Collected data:
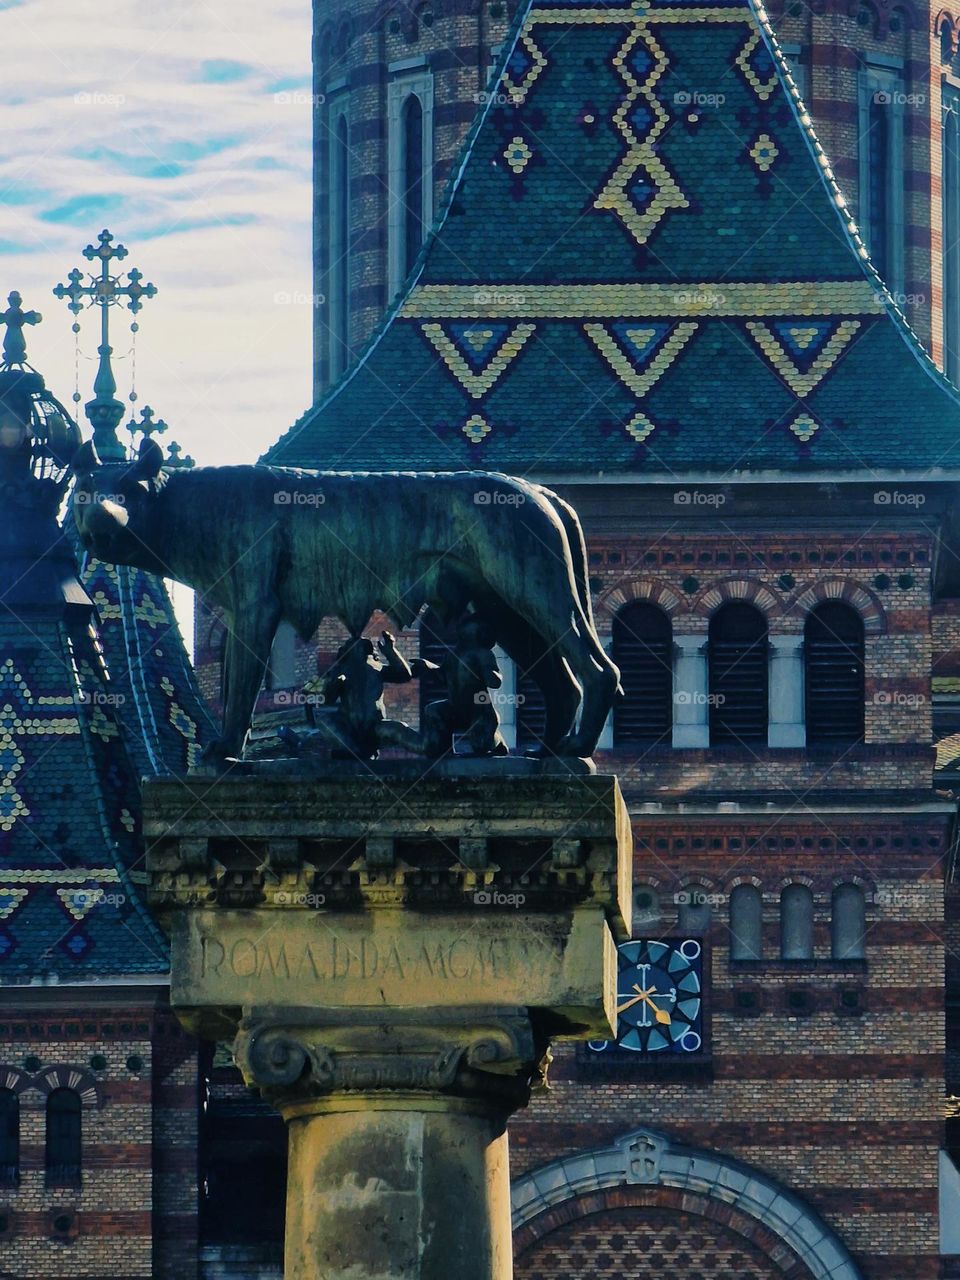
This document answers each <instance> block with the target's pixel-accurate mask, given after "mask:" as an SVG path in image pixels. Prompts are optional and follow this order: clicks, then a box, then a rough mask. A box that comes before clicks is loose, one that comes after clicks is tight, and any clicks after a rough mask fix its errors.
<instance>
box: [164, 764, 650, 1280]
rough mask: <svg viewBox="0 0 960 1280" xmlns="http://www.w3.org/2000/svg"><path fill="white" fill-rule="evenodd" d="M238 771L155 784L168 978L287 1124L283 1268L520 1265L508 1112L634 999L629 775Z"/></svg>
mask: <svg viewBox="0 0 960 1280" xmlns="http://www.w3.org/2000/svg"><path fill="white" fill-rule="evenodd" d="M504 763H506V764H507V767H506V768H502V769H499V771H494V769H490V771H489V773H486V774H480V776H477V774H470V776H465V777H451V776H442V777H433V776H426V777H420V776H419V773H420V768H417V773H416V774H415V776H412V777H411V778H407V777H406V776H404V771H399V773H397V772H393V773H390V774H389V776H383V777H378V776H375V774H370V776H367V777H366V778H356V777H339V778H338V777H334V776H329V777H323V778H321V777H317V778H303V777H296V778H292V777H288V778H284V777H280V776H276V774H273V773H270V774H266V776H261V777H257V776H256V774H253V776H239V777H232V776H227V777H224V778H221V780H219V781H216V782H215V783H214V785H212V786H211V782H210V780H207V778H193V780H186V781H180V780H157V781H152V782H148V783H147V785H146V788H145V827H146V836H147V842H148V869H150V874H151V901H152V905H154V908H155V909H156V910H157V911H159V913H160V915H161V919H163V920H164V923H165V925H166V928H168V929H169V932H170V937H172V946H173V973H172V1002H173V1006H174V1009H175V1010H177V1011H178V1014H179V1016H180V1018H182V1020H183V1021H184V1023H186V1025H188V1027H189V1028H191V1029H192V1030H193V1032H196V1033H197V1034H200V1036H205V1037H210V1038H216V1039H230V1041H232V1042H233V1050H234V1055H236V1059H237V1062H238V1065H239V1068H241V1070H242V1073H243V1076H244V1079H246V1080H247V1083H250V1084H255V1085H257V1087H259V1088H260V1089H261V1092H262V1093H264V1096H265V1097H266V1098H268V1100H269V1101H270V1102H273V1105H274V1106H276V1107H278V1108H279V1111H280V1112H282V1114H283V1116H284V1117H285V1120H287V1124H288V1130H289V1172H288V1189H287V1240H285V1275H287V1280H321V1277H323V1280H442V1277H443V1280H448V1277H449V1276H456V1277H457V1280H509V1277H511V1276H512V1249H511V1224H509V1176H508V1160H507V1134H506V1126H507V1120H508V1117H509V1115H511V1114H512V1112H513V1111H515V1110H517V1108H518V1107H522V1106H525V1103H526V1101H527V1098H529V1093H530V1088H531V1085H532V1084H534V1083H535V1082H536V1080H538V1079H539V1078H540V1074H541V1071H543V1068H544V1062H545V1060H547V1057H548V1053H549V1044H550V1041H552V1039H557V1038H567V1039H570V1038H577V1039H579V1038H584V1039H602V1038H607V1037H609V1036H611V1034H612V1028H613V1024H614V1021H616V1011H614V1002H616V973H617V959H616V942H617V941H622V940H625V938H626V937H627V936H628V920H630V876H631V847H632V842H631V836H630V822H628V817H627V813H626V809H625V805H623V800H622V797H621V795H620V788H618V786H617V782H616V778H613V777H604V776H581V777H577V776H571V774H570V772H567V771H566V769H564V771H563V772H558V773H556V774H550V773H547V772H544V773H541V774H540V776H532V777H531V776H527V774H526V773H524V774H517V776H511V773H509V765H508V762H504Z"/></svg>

▸ **Your instructions**
Output every line above exactly as it stands, and drop any picture.

▸ **Task response**
This document answers each <instance> block with the target's pixel-accurate mask, given after "mask:" as an SVG path in image pixels. Prompts are optional and follow this order: clicks, then a box, then a rough mask. A box that comes before clicks is loose, one that comes after clicks is tight, and any clicks after a rough mask fix its errors.
<instance>
box: [164, 764, 650, 1280]
rough mask: <svg viewBox="0 0 960 1280" xmlns="http://www.w3.org/2000/svg"><path fill="white" fill-rule="evenodd" d="M238 771L155 784L168 978L287 1124L283 1268L520 1265L508 1112L634 999L629 775Z"/></svg>
mask: <svg viewBox="0 0 960 1280" xmlns="http://www.w3.org/2000/svg"><path fill="white" fill-rule="evenodd" d="M504 763H506V764H507V767H506V768H502V769H499V771H494V769H490V771H489V773H486V774H480V776H477V774H470V776H465V777H451V776H442V777H433V776H426V777H420V776H419V773H420V768H417V773H416V774H415V776H412V777H411V778H407V777H406V776H404V771H399V773H397V772H393V773H390V774H389V776H383V777H378V776H375V774H370V776H367V777H366V778H356V777H339V778H338V777H334V776H329V777H323V778H321V777H317V778H303V777H296V778H292V777H288V778H284V777H280V776H276V774H273V773H270V774H266V776H261V777H257V776H256V774H253V776H239V777H232V776H227V777H224V778H221V780H219V781H216V782H215V783H214V785H212V786H211V782H210V780H207V778H193V780H186V781H180V780H157V781H152V782H148V783H147V785H146V788H145V827H146V836H147V842H148V869H150V874H151V901H152V905H154V908H155V909H156V910H157V911H159V913H160V915H161V919H163V920H164V923H165V925H166V928H168V929H169V932H170V937H172V946H173V973H172V1002H173V1006H174V1009H175V1010H177V1011H178V1014H179V1016H180V1018H182V1020H183V1021H184V1023H186V1025H188V1027H189V1028H191V1029H192V1030H193V1032H196V1033H197V1034H200V1036H205V1037H210V1038H216V1039H230V1041H232V1042H233V1050H234V1055H236V1059H237V1062H238V1065H239V1068H241V1070H242V1073H243V1076H244V1079H246V1080H247V1083H250V1084H255V1085H257V1087H259V1088H260V1089H261V1092H262V1093H264V1096H265V1097H266V1098H268V1100H269V1101H270V1102H273V1105H274V1106H276V1107H278V1108H279V1111H280V1112H282V1114H283V1116H284V1117H285V1120H287V1124H288V1130H289V1172H288V1189H287V1240H285V1275H287V1280H321V1277H323V1280H442V1277H443V1280H448V1277H449V1276H456V1277H457V1280H509V1277H511V1276H512V1249H511V1224H509V1176H508V1160H507V1134H506V1126H507V1120H508V1117H509V1115H511V1114H512V1112H513V1111H515V1110H517V1108H518V1107H522V1106H525V1103H526V1101H527V1098H529V1093H530V1088H531V1085H532V1084H534V1083H535V1082H536V1080H538V1079H539V1078H540V1074H541V1071H543V1068H544V1062H545V1060H547V1057H548V1053H549V1044H550V1041H552V1039H557V1038H567V1039H570V1038H577V1039H579V1038H584V1039H602V1038H607V1037H609V1036H611V1034H612V1028H613V1024H614V1021H616V1011H614V1002H616V973H617V959H616V942H617V941H622V940H625V938H626V937H627V936H628V920H630V876H631V847H632V842H631V836H630V822H628V817H627V813H626V809H625V805H623V800H622V797H621V795H620V788H618V786H617V782H616V778H613V777H604V776H581V777H577V776H571V774H570V772H567V771H566V769H564V771H563V772H558V773H556V774H550V773H547V772H544V773H541V774H540V776H532V777H531V776H527V774H526V773H524V774H517V776H511V773H509V765H508V762H504Z"/></svg>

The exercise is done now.